# What to work on:
For the listing below, return the line containing "Target: olympic rings logo", the line containing "of the green", and all lines in between, exactly as written and nothing else.

[Opening Provided material section]

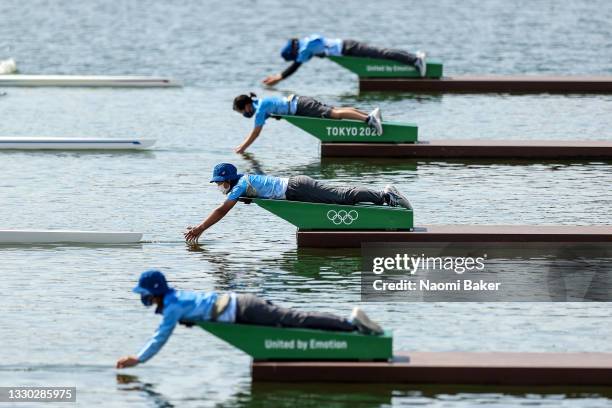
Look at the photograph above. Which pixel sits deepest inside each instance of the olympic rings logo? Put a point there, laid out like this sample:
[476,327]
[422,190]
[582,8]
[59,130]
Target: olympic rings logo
[342,216]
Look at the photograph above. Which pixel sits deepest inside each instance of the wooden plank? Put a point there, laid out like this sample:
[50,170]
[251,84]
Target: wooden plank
[475,149]
[493,368]
[488,234]
[491,84]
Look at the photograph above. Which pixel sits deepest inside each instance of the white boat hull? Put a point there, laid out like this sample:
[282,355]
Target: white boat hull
[8,66]
[87,81]
[73,237]
[53,143]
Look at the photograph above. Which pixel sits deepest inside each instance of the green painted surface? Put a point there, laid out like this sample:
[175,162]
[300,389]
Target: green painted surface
[316,216]
[380,68]
[344,130]
[276,343]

[Closing Provided material section]

# Response to the exercise:
Target: olympic rings logo
[342,216]
Look at the photograph above. Which pixel sits deepest inside each instance of the wooden plank? Put a point there, laid out like this sample:
[50,170]
[251,84]
Target: wooden plank
[475,149]
[493,368]
[488,234]
[491,84]
Look at the photograph above. Which pixel sits deepest inside each instance of the white boat hull? Put a point there, laid out like this sample:
[282,355]
Target: white boat hull
[8,66]
[87,81]
[73,237]
[53,143]
Look at the photograph above. Which pixel sits deepest inside each instance of the green painted surface? Put a point there, laid out like this sample:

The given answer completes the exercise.